Provided entries:
**********

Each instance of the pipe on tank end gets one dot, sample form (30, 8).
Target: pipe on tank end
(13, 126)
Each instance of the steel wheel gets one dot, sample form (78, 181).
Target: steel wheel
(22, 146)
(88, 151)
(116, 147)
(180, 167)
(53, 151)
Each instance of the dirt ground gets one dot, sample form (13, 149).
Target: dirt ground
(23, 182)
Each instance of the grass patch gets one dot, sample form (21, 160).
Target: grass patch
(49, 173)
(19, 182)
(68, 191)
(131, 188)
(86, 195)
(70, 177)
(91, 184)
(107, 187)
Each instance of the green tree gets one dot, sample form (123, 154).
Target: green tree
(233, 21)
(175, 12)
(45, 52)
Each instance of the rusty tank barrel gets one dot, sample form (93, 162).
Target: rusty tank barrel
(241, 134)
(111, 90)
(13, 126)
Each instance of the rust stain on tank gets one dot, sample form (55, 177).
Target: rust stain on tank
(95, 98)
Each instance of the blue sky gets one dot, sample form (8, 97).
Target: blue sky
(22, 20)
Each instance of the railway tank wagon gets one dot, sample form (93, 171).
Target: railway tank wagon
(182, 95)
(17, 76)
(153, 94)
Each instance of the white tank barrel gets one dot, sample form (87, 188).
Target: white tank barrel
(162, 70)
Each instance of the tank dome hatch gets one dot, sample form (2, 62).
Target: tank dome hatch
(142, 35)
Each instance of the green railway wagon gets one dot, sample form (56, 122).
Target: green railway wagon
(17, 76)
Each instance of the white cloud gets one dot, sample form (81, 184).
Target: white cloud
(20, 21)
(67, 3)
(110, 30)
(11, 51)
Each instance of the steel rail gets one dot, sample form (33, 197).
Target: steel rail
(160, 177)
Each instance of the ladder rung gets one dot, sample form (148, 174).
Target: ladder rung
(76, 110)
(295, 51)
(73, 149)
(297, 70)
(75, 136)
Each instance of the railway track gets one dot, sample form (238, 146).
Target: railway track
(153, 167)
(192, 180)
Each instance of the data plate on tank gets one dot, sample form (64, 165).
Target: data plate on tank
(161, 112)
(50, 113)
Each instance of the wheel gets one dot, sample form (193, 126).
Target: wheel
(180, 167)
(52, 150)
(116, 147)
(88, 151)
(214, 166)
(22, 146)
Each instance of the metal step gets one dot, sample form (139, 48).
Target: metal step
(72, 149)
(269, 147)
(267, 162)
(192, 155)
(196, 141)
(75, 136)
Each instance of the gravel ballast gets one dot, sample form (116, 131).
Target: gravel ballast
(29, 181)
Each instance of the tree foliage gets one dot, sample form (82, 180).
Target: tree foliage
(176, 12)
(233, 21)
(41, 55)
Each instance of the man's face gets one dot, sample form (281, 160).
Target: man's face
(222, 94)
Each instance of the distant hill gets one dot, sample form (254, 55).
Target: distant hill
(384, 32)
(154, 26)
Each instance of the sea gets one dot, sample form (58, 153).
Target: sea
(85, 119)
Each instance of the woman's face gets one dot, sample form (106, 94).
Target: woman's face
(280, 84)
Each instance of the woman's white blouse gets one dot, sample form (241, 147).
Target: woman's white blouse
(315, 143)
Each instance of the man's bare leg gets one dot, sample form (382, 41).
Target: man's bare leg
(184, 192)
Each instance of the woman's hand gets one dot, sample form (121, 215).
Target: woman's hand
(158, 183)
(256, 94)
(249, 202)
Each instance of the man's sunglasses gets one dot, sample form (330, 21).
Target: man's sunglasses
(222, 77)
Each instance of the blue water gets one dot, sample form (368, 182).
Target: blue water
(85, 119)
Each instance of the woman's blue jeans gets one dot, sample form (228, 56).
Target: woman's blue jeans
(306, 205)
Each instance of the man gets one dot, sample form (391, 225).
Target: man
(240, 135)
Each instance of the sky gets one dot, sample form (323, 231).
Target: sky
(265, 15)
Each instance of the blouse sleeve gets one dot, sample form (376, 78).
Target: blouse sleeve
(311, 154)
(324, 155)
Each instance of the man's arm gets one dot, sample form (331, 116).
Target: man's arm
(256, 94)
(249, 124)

**********

What you have to do:
Each entry above, in full, should be output exactly as it reads.

Result for this exercise:
Each instance of the pipe on tank end gets one dot, sample form (30, 8).
Target: pipe on tank end
(13, 126)
Each instance of the steel wheel gets one dot, sample form (78, 181).
Target: steel wheel
(22, 146)
(88, 151)
(116, 147)
(180, 167)
(53, 151)
Each instance of the dirt ground gets one dot, sample form (13, 149).
Target: dirt ground
(23, 182)
Each instance of the grass patch gets one dot, sample form (21, 160).
Target: grass patch
(49, 173)
(19, 182)
(68, 191)
(131, 188)
(86, 195)
(70, 177)
(91, 184)
(107, 187)
Each instance of the green tree gets one dot, sample form (123, 154).
Target: green tree
(233, 21)
(175, 12)
(45, 52)
Each instance of the rusty tank barrel gets one dot, sample form (93, 162).
Target: rusty tank barrel
(241, 134)
(111, 90)
(13, 126)
Each instance of the rust stain on tank gets one dot, sample form (55, 177).
Target: rust stain on tank
(95, 98)
Each instance of the blue sky gets one dot, sample form (8, 97).
Target: blue sky
(22, 20)
Each instance of the railway tank wagon gets one dot, sample form (93, 171).
Target: railway tank wagon
(182, 95)
(17, 76)
(153, 94)
Each instance of the white tank barrel gets one dot, sample form (87, 188).
Target: white tank barrel
(162, 70)
Each instance of the tank dome hatch gets one dot, sample form (2, 62).
Target: tank dome hatch
(142, 35)
Each instance of the green railway wagon gets one dot, sample form (56, 122).
Target: green railway wagon
(17, 76)
Each instance of the white cloud gets one dot, sample form (81, 184).
Target: white cloud
(20, 21)
(67, 3)
(110, 30)
(11, 51)
Each instance of the steel rail gets one dot, sample form (33, 197).
Target: steel rail
(160, 177)
Each instance of the ladder rung gets one dot, sample form (148, 174).
Target: ladder rung
(76, 110)
(295, 51)
(73, 149)
(297, 70)
(75, 136)
Each instance of the railway track gets one dot, sample form (238, 146).
Target: railway track
(153, 167)
(192, 180)
Each instance of the data plate on tank gets one dot, sample form (64, 165).
Target: data plate on tank
(161, 112)
(50, 113)
Each instance of the wheel gets one dot, sample form (193, 126).
Target: wheel
(180, 167)
(52, 150)
(116, 147)
(88, 151)
(214, 166)
(22, 146)
Each instance of the metal step gets one dot, sample form (139, 48).
Target: metal step
(72, 149)
(269, 147)
(267, 162)
(192, 155)
(196, 141)
(75, 136)
Each instance of the gravel ballast gets one dot, sample form (116, 131).
Target: gravel ballast
(29, 181)
Each instance of the tree foliage gets one dot, sample form (82, 180).
Target: tree foliage
(176, 12)
(233, 21)
(41, 55)
Each instance of the man's face gets one dot, sample form (281, 160).
Target: man's face
(222, 94)
Each instance of the distant hill gets one dot, sample form (254, 55).
Target: distant hill
(384, 32)
(154, 26)
Each instance of the sea gets one dot, sample form (58, 153).
Target: sea
(85, 119)
Each instance of the woman's face gets one dot, sample form (106, 94).
Target: woman's face
(280, 84)
Each instance of the woman's white blouse gets one dot, sample form (241, 147).
Target: woman's white blouse
(315, 143)
Each instance of the man's bare leg gets one dot, sample form (382, 41).
Target: man's bare leg
(184, 192)
Each instance of the woman's hand gets one dot, sample form (121, 215).
Target: woman's hand
(158, 183)
(256, 94)
(249, 202)
Each instance of the man's sunglasses gets one dot, sample form (330, 21).
Target: man's sunglasses
(222, 77)
Each instance of the blue water gets one dot, sample form (368, 182).
Target: blue water
(85, 119)
Each instance of the woman's blue jeans gets one dot, sample form (228, 56).
Target: woman's blue jeans
(306, 205)
Each instance of the man gets one dot, sample form (391, 225).
Target: man
(240, 135)
Each instance of the sky gets one dot, sample form (323, 231).
Target: sky
(265, 15)
Each instance of the blouse sleeve gets one dot, sample form (376, 78).
Target: blouse sleeve
(311, 154)
(324, 155)
Each instance of the man's arm gets one dot, sample form (331, 116).
Target: man's arm
(256, 94)
(249, 124)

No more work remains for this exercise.